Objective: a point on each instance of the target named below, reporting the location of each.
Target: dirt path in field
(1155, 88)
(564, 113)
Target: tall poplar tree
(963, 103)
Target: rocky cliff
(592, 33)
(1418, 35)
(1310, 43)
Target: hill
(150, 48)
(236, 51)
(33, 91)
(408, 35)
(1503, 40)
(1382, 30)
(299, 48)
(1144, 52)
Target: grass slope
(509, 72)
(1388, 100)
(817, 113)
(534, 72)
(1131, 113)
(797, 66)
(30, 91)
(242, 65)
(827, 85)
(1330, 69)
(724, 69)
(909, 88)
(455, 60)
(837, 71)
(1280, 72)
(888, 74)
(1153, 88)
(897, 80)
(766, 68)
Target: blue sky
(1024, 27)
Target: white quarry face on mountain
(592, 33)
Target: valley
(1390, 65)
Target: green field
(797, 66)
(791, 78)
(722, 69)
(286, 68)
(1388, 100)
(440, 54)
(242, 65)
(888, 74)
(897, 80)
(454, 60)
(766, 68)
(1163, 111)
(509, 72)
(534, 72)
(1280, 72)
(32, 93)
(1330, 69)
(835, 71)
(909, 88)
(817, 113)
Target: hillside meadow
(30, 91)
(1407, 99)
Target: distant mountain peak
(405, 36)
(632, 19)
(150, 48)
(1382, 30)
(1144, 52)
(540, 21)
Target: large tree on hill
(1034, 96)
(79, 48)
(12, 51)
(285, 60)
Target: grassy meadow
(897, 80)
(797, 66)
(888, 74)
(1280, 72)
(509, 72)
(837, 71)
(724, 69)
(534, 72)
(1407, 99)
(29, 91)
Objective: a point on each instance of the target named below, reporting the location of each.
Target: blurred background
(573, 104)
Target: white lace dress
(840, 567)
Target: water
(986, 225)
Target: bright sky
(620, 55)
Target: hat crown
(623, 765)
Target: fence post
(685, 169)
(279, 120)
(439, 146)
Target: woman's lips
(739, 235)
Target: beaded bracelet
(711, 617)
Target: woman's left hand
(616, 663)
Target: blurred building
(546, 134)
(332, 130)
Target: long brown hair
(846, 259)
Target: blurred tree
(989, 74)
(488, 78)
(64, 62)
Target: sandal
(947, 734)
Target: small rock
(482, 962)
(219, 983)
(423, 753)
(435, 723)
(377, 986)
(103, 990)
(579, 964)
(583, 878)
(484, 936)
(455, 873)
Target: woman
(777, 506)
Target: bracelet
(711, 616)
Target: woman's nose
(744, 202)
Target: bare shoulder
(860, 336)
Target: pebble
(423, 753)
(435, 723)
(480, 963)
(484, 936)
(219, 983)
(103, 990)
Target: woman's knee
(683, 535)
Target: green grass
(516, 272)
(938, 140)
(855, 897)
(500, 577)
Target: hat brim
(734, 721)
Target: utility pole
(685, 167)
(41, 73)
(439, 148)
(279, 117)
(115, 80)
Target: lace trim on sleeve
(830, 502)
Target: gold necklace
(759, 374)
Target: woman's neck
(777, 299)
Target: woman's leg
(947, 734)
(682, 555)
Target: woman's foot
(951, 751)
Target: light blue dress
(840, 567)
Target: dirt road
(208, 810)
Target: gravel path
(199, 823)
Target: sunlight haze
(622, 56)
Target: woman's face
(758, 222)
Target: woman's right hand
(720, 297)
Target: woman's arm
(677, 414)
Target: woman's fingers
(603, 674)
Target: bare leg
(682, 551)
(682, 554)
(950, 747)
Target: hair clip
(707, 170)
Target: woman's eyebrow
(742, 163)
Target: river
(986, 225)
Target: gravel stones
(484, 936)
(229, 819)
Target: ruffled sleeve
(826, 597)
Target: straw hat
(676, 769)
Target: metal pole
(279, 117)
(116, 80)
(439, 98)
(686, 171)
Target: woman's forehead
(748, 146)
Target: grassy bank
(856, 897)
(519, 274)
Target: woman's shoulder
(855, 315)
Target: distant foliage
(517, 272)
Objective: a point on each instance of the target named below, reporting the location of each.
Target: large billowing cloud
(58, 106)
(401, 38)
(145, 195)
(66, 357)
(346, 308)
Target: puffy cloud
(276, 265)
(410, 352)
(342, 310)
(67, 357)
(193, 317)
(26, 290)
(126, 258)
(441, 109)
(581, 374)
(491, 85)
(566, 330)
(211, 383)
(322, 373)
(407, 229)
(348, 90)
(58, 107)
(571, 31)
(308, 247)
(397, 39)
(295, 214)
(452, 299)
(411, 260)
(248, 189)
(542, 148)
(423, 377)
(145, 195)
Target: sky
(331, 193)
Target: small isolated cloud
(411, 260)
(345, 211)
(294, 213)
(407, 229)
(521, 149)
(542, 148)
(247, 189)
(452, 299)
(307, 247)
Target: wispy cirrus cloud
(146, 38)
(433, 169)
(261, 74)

Activity: Give the entries again exactly as they stand.

Task output:
Objective: a point on each instance of the target named below, reporting the location of each.
Target: dirt path in field
(1155, 88)
(564, 113)
Target: tall poplar tree
(963, 103)
Target: rocky cliff
(592, 33)
(1418, 35)
(1310, 43)
Target: hill
(150, 48)
(236, 51)
(33, 91)
(408, 35)
(1503, 40)
(1382, 30)
(299, 48)
(1144, 52)
Target: grass slope
(509, 72)
(1388, 100)
(817, 113)
(534, 72)
(1131, 113)
(797, 66)
(30, 91)
(242, 65)
(827, 85)
(1330, 69)
(724, 69)
(909, 88)
(455, 60)
(837, 71)
(1280, 72)
(888, 74)
(1153, 88)
(897, 80)
(766, 68)
Target: blue sky
(1024, 27)
Target: white quarry face on mountain
(592, 33)
Target: valley
(1390, 65)
Target: green field
(797, 66)
(791, 78)
(722, 69)
(286, 68)
(1388, 100)
(440, 54)
(242, 65)
(888, 74)
(897, 80)
(454, 60)
(766, 68)
(1163, 111)
(509, 72)
(534, 72)
(1280, 72)
(32, 93)
(1330, 69)
(835, 71)
(909, 88)
(817, 113)
Target: hillside meadow
(30, 91)
(1407, 99)
Target: distant mountain peak
(405, 36)
(632, 19)
(150, 48)
(1382, 30)
(1144, 52)
(540, 21)
Target: large tree on hill
(1034, 96)
(79, 48)
(12, 51)
(285, 60)
Target: grassy meadow
(897, 80)
(797, 66)
(888, 74)
(1280, 72)
(509, 72)
(837, 71)
(724, 69)
(534, 72)
(1407, 99)
(29, 91)
Objective: a point on each instance of the target named below, reporting the location of each.
Target: blurred background
(573, 104)
Target: white lace dress
(840, 567)
Target: water
(986, 225)
Target: bright sky
(620, 55)
Target: hat crown
(623, 765)
Target: fence post
(685, 169)
(279, 120)
(439, 146)
Target: woman's lips
(739, 235)
Target: beaded bracelet
(711, 617)
Target: woman's left hand
(616, 663)
Target: blurred building
(546, 134)
(332, 130)
Target: long brown hair
(846, 259)
Target: blurred tree
(989, 74)
(488, 78)
(64, 62)
Target: sandal
(947, 734)
Target: small rock
(482, 962)
(219, 983)
(423, 753)
(435, 723)
(377, 986)
(103, 990)
(579, 964)
(583, 878)
(484, 936)
(455, 873)
Target: woman
(777, 506)
Target: bracelet
(711, 616)
Target: woman's nose
(744, 202)
Target: bare shoulder
(860, 336)
Target: pebble
(423, 753)
(435, 723)
(480, 963)
(484, 936)
(219, 983)
(103, 990)
Target: woman's knee
(683, 535)
Target: green grass
(516, 272)
(938, 140)
(855, 897)
(500, 577)
Target: hat brim
(734, 721)
Target: utility pole
(685, 167)
(41, 73)
(439, 148)
(279, 117)
(115, 80)
Target: lace trim on sleeve
(830, 502)
Target: gold necklace
(759, 374)
Target: woman's neck
(777, 299)
Target: woman's leg
(947, 734)
(682, 555)
Target: woman's foot
(951, 751)
Target: light blue dress
(840, 567)
Target: dirt road
(208, 810)
Target: gravel path
(199, 823)
Target: sunlight haze
(622, 56)
Target: woman's face
(758, 222)
Target: woman's right hand
(720, 297)
Target: woman's arm
(677, 414)
Target: woman's fingers
(603, 674)
Target: bare leg
(682, 551)
(682, 554)
(950, 747)
Target: hair clip
(707, 170)
Target: woman's eyebrow
(742, 163)
Target: river
(986, 225)
Target: gravel stones
(484, 936)
(229, 819)
Target: ruffled sleeve
(826, 597)
Target: straw hat
(676, 769)
Target: metal pole
(279, 117)
(116, 80)
(439, 98)
(686, 171)
Target: woman's forehead
(748, 146)
Target: grassy bank
(856, 897)
(519, 274)
Target: woman's shoulder
(855, 315)
Target: distant foliage
(517, 272)
Objective: a point on each instance of the target named below, reporting the location of each.
Target: large billowing cloud
(58, 106)
(401, 38)
(145, 195)
(66, 357)
(346, 308)
Target: puffy cloud
(276, 265)
(410, 352)
(342, 310)
(67, 357)
(193, 317)
(26, 290)
(126, 258)
(441, 109)
(581, 374)
(491, 85)
(566, 330)
(211, 383)
(322, 373)
(407, 229)
(348, 90)
(58, 107)
(571, 31)
(308, 247)
(397, 39)
(295, 214)
(452, 299)
(411, 260)
(248, 189)
(542, 148)
(423, 377)
(145, 195)
Target: sky
(331, 193)
Target: small isolated cloud
(411, 260)
(345, 211)
(294, 213)
(407, 229)
(521, 149)
(542, 148)
(247, 189)
(452, 299)
(307, 247)
Target: wispy cirrus cloud
(146, 38)
(433, 169)
(261, 74)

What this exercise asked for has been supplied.